Required task:
Render the lines from the first one through the line with "[[685, 458]]" as a two-column CSV headed input and output, with each row pairing a line with the line that answers it. Put each field in quotes, turn any line breaks into spaces, and leave the pictures out.

==== Records provided ====

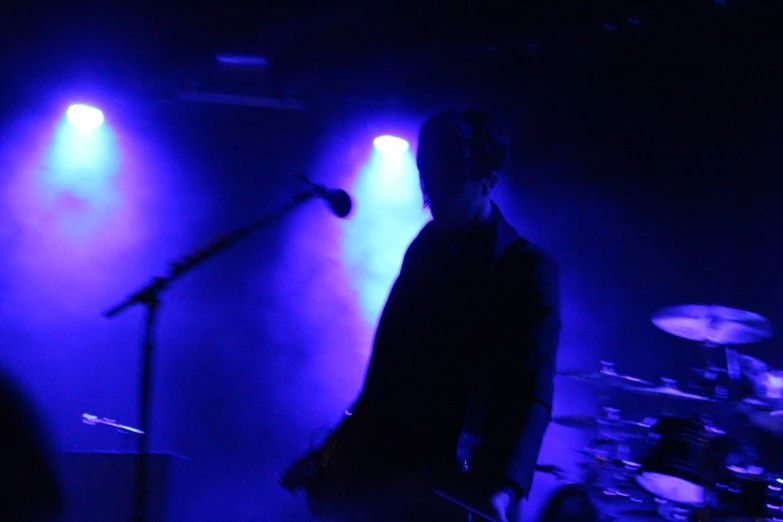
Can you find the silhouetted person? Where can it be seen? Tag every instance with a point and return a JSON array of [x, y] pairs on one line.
[[467, 341], [29, 489], [570, 503]]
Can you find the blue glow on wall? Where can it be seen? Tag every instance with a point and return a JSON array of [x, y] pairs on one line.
[[389, 213]]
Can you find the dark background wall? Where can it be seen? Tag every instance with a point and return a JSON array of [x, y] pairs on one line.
[[645, 159]]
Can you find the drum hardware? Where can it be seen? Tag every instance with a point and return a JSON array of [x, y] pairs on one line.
[[688, 468], [670, 390], [607, 376]]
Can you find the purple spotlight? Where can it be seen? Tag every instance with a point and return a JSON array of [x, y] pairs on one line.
[[390, 144], [84, 117]]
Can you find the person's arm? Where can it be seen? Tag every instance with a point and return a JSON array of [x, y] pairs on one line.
[[521, 374]]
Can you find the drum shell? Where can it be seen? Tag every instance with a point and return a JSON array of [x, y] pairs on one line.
[[685, 458]]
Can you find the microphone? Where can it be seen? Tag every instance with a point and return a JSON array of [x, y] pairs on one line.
[[339, 200]]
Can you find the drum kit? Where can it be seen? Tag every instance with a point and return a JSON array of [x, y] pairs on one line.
[[694, 466]]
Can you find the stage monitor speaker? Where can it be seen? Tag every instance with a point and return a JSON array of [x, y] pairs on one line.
[[98, 486]]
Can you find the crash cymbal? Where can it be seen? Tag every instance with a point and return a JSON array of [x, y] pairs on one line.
[[608, 377], [588, 422], [674, 393], [713, 324]]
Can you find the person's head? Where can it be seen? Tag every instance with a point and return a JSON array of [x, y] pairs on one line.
[[459, 156]]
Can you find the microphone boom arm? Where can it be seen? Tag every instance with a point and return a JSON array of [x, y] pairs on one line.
[[202, 253]]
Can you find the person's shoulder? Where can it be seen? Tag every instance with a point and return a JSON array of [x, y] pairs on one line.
[[526, 256]]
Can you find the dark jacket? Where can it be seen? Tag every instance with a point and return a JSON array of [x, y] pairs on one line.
[[467, 341]]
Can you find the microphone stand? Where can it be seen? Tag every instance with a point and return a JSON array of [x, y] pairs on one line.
[[149, 297]]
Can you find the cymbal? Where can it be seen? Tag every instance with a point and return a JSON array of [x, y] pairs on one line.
[[666, 391], [589, 421], [608, 377], [713, 323]]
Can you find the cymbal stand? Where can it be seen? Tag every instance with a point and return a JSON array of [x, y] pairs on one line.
[[149, 297]]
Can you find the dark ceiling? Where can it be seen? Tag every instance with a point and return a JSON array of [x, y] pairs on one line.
[[321, 46]]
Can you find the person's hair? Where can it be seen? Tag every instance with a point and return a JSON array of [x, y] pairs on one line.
[[485, 143], [570, 503]]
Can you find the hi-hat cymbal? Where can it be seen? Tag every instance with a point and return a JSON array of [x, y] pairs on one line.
[[608, 377], [713, 323]]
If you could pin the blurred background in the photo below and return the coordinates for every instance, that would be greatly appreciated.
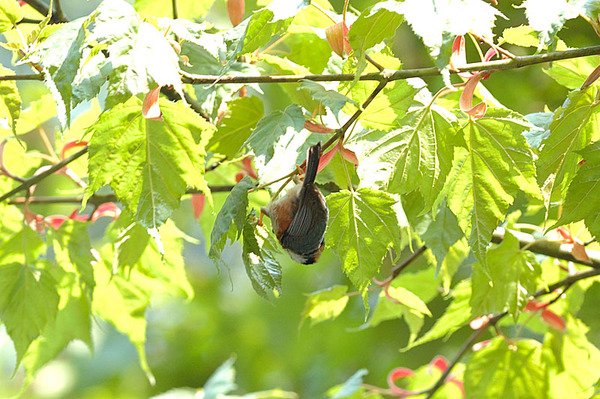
(186, 342)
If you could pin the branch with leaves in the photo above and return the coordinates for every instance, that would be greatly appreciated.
(405, 159)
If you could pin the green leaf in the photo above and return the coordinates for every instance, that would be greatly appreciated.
(258, 256)
(270, 22)
(400, 302)
(123, 303)
(112, 44)
(10, 14)
(375, 25)
(326, 304)
(557, 163)
(523, 36)
(388, 108)
(549, 22)
(163, 268)
(221, 382)
(75, 282)
(235, 128)
(576, 362)
(518, 371)
(24, 247)
(270, 128)
(10, 101)
(189, 9)
(148, 163)
(232, 214)
(307, 48)
(273, 65)
(417, 156)
(497, 165)
(456, 315)
(28, 302)
(581, 201)
(506, 281)
(573, 72)
(437, 22)
(348, 388)
(443, 232)
(540, 129)
(329, 98)
(362, 226)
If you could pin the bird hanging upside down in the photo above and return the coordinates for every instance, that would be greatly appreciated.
(299, 218)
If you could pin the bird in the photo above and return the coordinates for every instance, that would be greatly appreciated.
(299, 218)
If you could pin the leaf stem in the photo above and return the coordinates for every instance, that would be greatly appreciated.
(496, 65)
(174, 8)
(565, 283)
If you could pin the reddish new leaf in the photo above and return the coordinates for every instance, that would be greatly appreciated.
(317, 128)
(337, 36)
(150, 107)
(70, 145)
(235, 11)
(554, 320)
(398, 374)
(108, 209)
(198, 201)
(466, 98)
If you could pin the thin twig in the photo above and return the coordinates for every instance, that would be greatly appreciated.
(29, 21)
(58, 13)
(37, 178)
(564, 283)
(496, 65)
(400, 267)
(174, 6)
(96, 199)
(39, 6)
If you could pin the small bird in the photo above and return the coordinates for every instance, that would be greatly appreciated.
(299, 218)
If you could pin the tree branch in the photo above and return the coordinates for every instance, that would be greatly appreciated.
(566, 282)
(174, 7)
(37, 178)
(96, 199)
(497, 65)
(554, 249)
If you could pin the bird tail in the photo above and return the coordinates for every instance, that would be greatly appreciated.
(312, 164)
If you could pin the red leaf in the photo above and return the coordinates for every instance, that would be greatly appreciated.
(248, 168)
(566, 235)
(480, 322)
(150, 107)
(398, 374)
(337, 36)
(490, 54)
(579, 252)
(459, 384)
(198, 201)
(108, 209)
(349, 155)
(327, 157)
(466, 97)
(592, 78)
(70, 145)
(317, 128)
(554, 320)
(480, 345)
(458, 58)
(76, 216)
(235, 11)
(440, 363)
(534, 306)
(55, 221)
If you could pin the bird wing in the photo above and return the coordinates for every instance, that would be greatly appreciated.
(305, 232)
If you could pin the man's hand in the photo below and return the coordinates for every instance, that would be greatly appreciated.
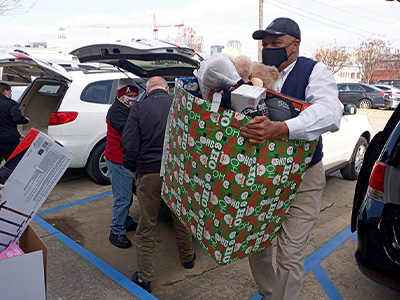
(261, 129)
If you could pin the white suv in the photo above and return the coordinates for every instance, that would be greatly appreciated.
(71, 107)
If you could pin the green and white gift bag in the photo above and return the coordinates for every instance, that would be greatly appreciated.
(230, 194)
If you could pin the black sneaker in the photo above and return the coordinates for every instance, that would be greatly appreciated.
(120, 240)
(131, 227)
(143, 284)
(190, 264)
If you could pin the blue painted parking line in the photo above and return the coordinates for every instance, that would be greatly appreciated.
(58, 208)
(312, 262)
(109, 271)
(326, 283)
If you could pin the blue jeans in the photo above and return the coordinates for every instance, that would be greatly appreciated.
(121, 185)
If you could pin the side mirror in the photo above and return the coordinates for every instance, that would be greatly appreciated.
(349, 109)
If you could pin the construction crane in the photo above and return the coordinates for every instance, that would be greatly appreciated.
(155, 27)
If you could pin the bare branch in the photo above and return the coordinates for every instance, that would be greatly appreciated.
(13, 7)
(369, 55)
(334, 56)
(189, 38)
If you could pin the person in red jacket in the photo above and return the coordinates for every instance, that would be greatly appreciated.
(10, 117)
(121, 178)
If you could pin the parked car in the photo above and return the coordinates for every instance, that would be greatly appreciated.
(344, 149)
(364, 96)
(71, 106)
(392, 82)
(376, 206)
(17, 91)
(394, 91)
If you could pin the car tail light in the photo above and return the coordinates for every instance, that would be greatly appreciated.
(376, 181)
(58, 118)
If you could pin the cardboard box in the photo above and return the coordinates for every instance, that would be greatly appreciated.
(245, 98)
(230, 194)
(24, 277)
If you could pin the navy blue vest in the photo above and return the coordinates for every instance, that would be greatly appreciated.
(295, 85)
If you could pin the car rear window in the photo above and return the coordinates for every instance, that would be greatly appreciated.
(97, 92)
(160, 64)
(50, 88)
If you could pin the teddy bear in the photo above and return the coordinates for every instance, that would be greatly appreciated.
(221, 72)
(257, 73)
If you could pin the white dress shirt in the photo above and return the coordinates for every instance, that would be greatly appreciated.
(325, 113)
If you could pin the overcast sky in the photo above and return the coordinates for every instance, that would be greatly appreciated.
(321, 21)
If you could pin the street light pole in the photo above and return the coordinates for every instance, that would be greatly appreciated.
(260, 26)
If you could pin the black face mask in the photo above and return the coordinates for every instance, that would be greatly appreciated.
(275, 56)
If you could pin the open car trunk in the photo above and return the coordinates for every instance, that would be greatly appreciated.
(43, 98)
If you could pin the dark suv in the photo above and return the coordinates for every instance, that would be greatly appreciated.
(364, 95)
(393, 82)
(376, 206)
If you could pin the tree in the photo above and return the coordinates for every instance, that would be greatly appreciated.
(392, 64)
(369, 55)
(334, 56)
(189, 37)
(13, 7)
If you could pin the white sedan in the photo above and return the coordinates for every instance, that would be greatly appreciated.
(344, 149)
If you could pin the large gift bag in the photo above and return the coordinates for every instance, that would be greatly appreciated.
(230, 194)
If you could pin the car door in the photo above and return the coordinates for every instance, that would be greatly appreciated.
(144, 58)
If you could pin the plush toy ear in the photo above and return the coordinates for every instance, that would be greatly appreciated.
(274, 72)
(257, 82)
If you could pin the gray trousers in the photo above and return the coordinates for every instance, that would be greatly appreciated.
(292, 237)
(149, 197)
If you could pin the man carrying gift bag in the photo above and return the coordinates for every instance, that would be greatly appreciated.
(312, 81)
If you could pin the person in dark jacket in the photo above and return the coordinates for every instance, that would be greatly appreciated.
(10, 116)
(121, 178)
(312, 81)
(142, 144)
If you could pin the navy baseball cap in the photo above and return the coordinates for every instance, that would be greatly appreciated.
(279, 26)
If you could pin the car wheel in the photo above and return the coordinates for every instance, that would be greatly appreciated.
(365, 104)
(352, 170)
(96, 166)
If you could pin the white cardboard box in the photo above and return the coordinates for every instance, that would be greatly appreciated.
(24, 277)
(246, 97)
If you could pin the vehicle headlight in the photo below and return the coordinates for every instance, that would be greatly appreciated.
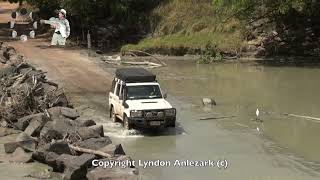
(170, 112)
(136, 113)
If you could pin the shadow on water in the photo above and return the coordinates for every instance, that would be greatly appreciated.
(289, 62)
(178, 130)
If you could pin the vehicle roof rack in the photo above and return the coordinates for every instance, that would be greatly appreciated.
(132, 75)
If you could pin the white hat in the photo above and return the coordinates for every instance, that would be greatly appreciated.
(64, 12)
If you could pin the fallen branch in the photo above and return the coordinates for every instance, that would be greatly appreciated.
(90, 151)
(211, 118)
(148, 54)
(146, 63)
(21, 79)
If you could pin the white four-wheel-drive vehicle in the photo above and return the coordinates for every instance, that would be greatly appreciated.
(136, 99)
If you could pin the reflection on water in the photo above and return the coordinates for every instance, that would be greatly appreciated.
(279, 147)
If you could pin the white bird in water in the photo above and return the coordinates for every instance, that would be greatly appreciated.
(257, 114)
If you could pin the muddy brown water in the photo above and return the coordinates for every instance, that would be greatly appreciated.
(280, 147)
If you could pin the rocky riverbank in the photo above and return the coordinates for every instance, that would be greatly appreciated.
(51, 130)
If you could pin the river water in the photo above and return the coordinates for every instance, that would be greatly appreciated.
(280, 147)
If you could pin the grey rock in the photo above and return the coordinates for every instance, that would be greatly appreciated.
(77, 168)
(59, 147)
(57, 112)
(36, 125)
(113, 149)
(85, 121)
(20, 156)
(94, 143)
(28, 145)
(116, 173)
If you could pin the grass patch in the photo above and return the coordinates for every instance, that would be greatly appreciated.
(188, 24)
(224, 41)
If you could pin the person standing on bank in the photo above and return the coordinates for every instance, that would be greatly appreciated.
(61, 26)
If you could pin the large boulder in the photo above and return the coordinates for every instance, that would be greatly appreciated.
(24, 137)
(59, 147)
(28, 145)
(57, 112)
(7, 131)
(20, 156)
(94, 143)
(77, 168)
(49, 158)
(91, 132)
(58, 128)
(36, 125)
(85, 121)
(113, 149)
(116, 173)
(23, 122)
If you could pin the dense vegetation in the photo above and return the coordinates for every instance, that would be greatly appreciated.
(269, 27)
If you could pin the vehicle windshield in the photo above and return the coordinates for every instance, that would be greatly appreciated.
(143, 92)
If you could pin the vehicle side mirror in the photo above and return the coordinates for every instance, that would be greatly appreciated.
(125, 104)
(165, 95)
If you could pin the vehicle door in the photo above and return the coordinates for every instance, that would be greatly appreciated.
(112, 93)
(117, 99)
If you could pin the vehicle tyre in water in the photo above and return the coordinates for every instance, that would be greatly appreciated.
(126, 123)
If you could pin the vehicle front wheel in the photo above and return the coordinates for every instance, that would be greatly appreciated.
(126, 123)
(113, 115)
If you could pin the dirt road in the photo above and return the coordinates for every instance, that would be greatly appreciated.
(82, 78)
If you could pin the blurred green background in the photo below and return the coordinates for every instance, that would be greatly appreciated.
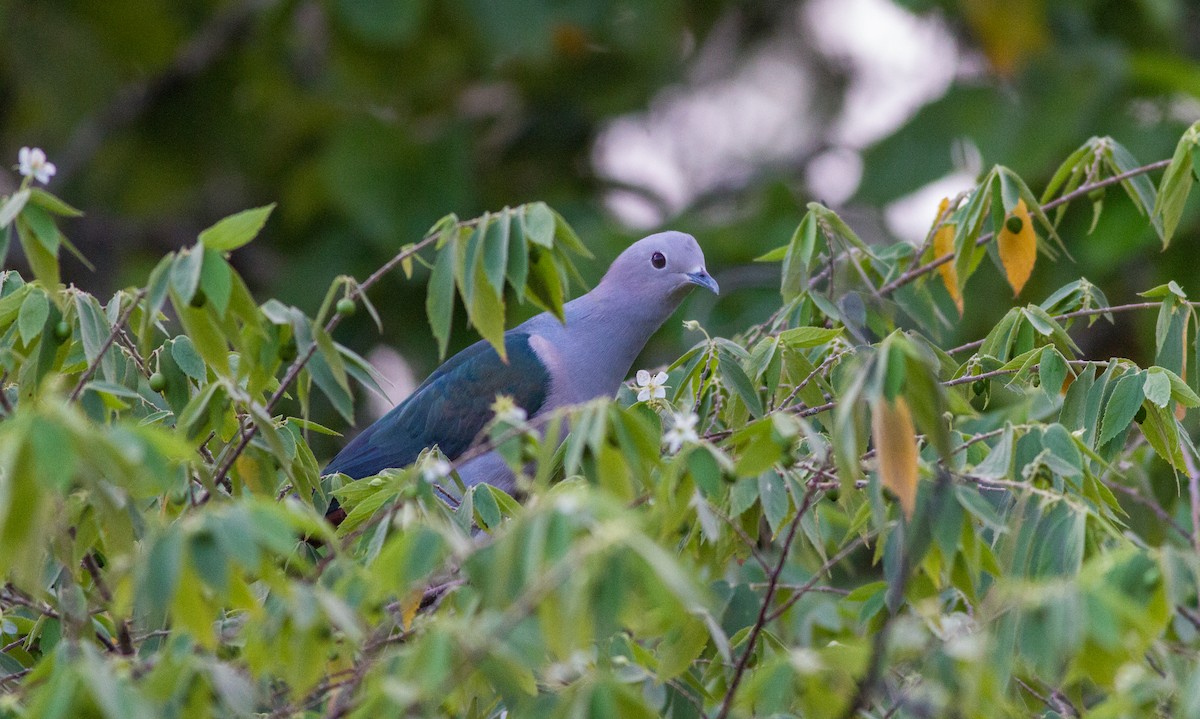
(369, 119)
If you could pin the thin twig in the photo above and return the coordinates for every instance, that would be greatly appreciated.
(816, 576)
(108, 342)
(1194, 496)
(249, 430)
(924, 269)
(765, 610)
(4, 396)
(123, 627)
(1087, 312)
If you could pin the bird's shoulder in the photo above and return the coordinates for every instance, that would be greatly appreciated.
(451, 407)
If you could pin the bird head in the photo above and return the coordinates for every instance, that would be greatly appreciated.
(666, 265)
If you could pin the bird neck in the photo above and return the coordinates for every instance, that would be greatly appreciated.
(609, 329)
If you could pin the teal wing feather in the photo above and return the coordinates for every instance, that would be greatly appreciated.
(450, 408)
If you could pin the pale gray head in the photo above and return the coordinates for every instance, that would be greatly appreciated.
(660, 268)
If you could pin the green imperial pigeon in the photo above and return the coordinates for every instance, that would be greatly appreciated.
(551, 364)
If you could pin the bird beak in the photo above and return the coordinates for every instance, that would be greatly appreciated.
(705, 280)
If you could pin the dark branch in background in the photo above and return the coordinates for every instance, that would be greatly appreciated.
(108, 342)
(765, 610)
(135, 100)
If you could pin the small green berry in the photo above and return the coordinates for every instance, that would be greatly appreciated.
(288, 351)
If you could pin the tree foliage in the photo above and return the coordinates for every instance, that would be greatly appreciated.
(862, 521)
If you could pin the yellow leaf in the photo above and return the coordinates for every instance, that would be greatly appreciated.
(1018, 246)
(408, 609)
(895, 447)
(1009, 31)
(943, 245)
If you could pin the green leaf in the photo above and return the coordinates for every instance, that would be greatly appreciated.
(329, 373)
(486, 313)
(1157, 387)
(1122, 406)
(1053, 371)
(808, 336)
(545, 286)
(235, 231)
(184, 352)
(216, 280)
(1176, 185)
(487, 511)
(185, 273)
(94, 329)
(517, 267)
(43, 261)
(31, 318)
(539, 225)
(795, 271)
(774, 497)
(439, 299)
(205, 334)
(52, 204)
(736, 378)
(496, 251)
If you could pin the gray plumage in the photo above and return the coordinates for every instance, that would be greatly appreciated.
(551, 364)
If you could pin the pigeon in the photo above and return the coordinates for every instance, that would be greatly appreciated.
(550, 364)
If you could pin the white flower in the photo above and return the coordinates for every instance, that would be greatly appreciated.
(436, 469)
(651, 387)
(31, 163)
(507, 411)
(683, 430)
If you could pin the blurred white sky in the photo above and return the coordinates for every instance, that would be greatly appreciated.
(719, 127)
(724, 124)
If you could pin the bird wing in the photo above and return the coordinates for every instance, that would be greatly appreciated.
(450, 408)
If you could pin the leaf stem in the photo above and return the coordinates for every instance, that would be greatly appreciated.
(108, 342)
(765, 610)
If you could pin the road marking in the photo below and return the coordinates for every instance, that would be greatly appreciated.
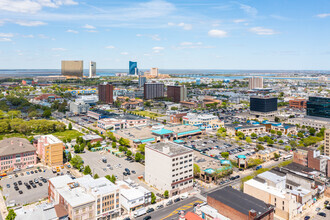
(184, 207)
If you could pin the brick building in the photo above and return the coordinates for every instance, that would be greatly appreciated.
(298, 103)
(234, 204)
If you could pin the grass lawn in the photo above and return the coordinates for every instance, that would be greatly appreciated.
(148, 114)
(73, 134)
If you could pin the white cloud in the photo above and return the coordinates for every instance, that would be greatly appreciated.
(5, 39)
(183, 25)
(72, 31)
(6, 35)
(87, 26)
(262, 31)
(32, 6)
(323, 15)
(28, 36)
(30, 23)
(92, 31)
(249, 10)
(217, 33)
(59, 49)
(239, 20)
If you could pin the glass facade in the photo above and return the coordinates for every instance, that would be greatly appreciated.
(132, 67)
(318, 107)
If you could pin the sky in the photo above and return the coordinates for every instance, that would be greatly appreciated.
(168, 34)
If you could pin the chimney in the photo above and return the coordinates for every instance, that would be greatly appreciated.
(166, 149)
(252, 214)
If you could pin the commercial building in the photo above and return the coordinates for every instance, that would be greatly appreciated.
(79, 107)
(313, 122)
(203, 121)
(263, 105)
(72, 68)
(85, 197)
(318, 107)
(154, 71)
(50, 150)
(177, 93)
(92, 69)
(142, 81)
(169, 166)
(256, 82)
(327, 142)
(16, 153)
(298, 103)
(106, 93)
(234, 204)
(133, 70)
(153, 90)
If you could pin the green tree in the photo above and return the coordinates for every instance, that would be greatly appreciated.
(76, 162)
(153, 198)
(287, 148)
(225, 155)
(197, 170)
(11, 215)
(260, 147)
(47, 113)
(87, 170)
(166, 194)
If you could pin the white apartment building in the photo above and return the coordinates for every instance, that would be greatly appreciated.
(169, 166)
(256, 82)
(207, 121)
(85, 197)
(327, 142)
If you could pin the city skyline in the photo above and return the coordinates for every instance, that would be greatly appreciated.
(165, 34)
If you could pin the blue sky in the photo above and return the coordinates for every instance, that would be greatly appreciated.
(186, 34)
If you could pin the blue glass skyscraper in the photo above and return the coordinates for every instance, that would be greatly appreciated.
(132, 67)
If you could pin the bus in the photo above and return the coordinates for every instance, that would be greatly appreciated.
(288, 157)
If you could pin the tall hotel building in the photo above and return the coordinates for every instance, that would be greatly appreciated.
(92, 69)
(177, 93)
(106, 93)
(72, 68)
(256, 82)
(153, 90)
(133, 70)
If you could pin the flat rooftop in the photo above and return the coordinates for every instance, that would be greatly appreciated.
(239, 201)
(169, 148)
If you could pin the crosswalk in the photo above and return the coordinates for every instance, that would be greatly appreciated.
(183, 208)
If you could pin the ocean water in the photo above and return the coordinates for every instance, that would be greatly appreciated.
(221, 74)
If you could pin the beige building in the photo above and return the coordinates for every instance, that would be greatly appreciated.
(169, 166)
(72, 68)
(85, 197)
(50, 150)
(327, 142)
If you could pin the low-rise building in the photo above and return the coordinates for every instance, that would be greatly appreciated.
(234, 204)
(16, 154)
(205, 121)
(85, 197)
(50, 150)
(79, 107)
(169, 166)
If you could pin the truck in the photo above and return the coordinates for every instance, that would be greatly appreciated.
(140, 212)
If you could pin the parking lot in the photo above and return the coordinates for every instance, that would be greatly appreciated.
(114, 165)
(28, 195)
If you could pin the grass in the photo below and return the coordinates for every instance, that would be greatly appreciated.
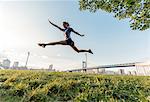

====

Solution below:
input,output
"Can you find the silhouetted person? Where can it be seen? Tag every instance with a point and return a JSON array of [x, y] pairs on one line.","[[467, 341], [29, 489], [570, 503]]"
"Can you find the blue glow on wall? Where can it be seen? Tag every instance with a point and return a JSON array of [x, y] pairs on one line.","[[389, 213]]"
"Can you find the dark background wall? Where can it be seen? Tag every instance with a point and return a JSON array of [x, y] pairs on one line.","[[645, 159]]"
"Can you find the drum hardware? Where can it be seen? Tag every instance with a point and return a JSON array of [x, y] pairs on one line.","[[688, 468], [670, 390], [607, 376]]"
"Can you find the purple spotlight? Where can it be seen? Tag every instance with a point and return a JSON array of [x, y] pairs on one line.","[[390, 144], [84, 117]]"
"Can you find the person's arm? Where can it be seen? Tag every instance with a point and return a JSON array of [x, y] pairs on one line.","[[521, 374]]"
"Can you find the drum shell? Where can it be seen? Tag every instance with a point and return a JSON array of [x, y] pairs on one line.","[[685, 458]]"